**Passage given**
-- START --
What we fail to see is that for many of our citizens, each day is as if they are walking right into a war zone. That war zone may be the playground, where not a day goes by that someone isn't kicked, spat upon, or called vile names. That war zone may be the place of employment, where the almighty dollar wins out over decency, where daily our morals are tested and our livelihoods are at stake. Sometimes, that war zone is even our own living room, where we are ignored, tuned out, or worse, physically abused.
The soul can only be injured so many times and still bounce back.
How can we expect it to get any better? We want our children to be fair and decent to one another when our politicians use the spotlight to play as dirty as they possibly can with one another, never realizing that the mud they sling lands not just on them, but often spreads further than they ever might understand. We want our children to feel cared for and nurtured, but we place them last on our list, behind golf, work, the newspaper, that cell phone conversation, or whatever other distraction we adults can so easily find to keep us from having to be attentive to their needs. We want our churches to be havens for us, places where we can find peace and perhaps sense God's presence in our lives, and yet we insist on bringing the world into that sacred space, nitpicking at one another, back biting and finger pointing at those whose beliefs might differ from our own, leaving us no better off than we were before we stepped a single foot in the so-called sanctuary.
-- END --
**Data segment**
-- START --
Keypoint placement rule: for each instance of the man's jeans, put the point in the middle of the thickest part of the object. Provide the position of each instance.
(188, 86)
-- END --
**Problems to solve**
**1.** Condense the paragraph of the passage on daily war zones that begins "What we fail to see" into a short bulleted list that keeps its main facts.
**2.** Carry the passage on daily war zones forward, starting right after its final sentence.

**Solved problems**
**1.**
- Many citizens live each day as if walking into a war zone.
- On the playground, someone is kicked, spat upon, or called vile names every day.
- At work, money wins out over decency, morals are tested daily, and livelihoods are at stake.
- At home, people may be ignored, tuned out, or even physically abused.

**2.**
We yearn for peace, yet we raise our battle cry.
We yearn for unity, yet with pride we point out every possible difference.
We yearn for hope, yet we throw our hands up in despair and walk away.
We yearn for love, yet we are unwilling to be vulnerable.
How do we stop the violence? We open our eyes, we really see one another, and don't walk right on by. We open our ears, and really hear one another, even if we disagree. We open our hearts, and we really love one another...yes...even the unlovable. It's the hardest thing that we, as humans, can do.
We find ways to better care for our mentally ill, we reach out to those who are living life in the margins, we stop elevating ourselves and burying others beneath layers and layers of judgment.
And we stop teaching our children to hate. We aren't born that way, haters are "made".
In other words, do that stuff that Jesus taught...that's what we do.
It is not necessary to be the one who makes the Big Changes in the world, or wins the Nobel Peace Prize. Truthfully, the most meaningful Big Change will come when the small changes are made...when you stop your child when you hear them make a derogatory remark about someone else's race, faith or sexual orientation. The Big Changes will come when you take care of your neighbor, your co-worker, your own family in small ways that make a big difference. The Big Changes will come when you don't contribute to the nasty public dialogue, but encourage all to be kind and fair, regardless of their politics or religious beliefs. Kindness is kindness, and it doesn't matter whether you are from a red or a blue state, or whether you wear a Star of David, a star and crescent, or the cross of Calvary.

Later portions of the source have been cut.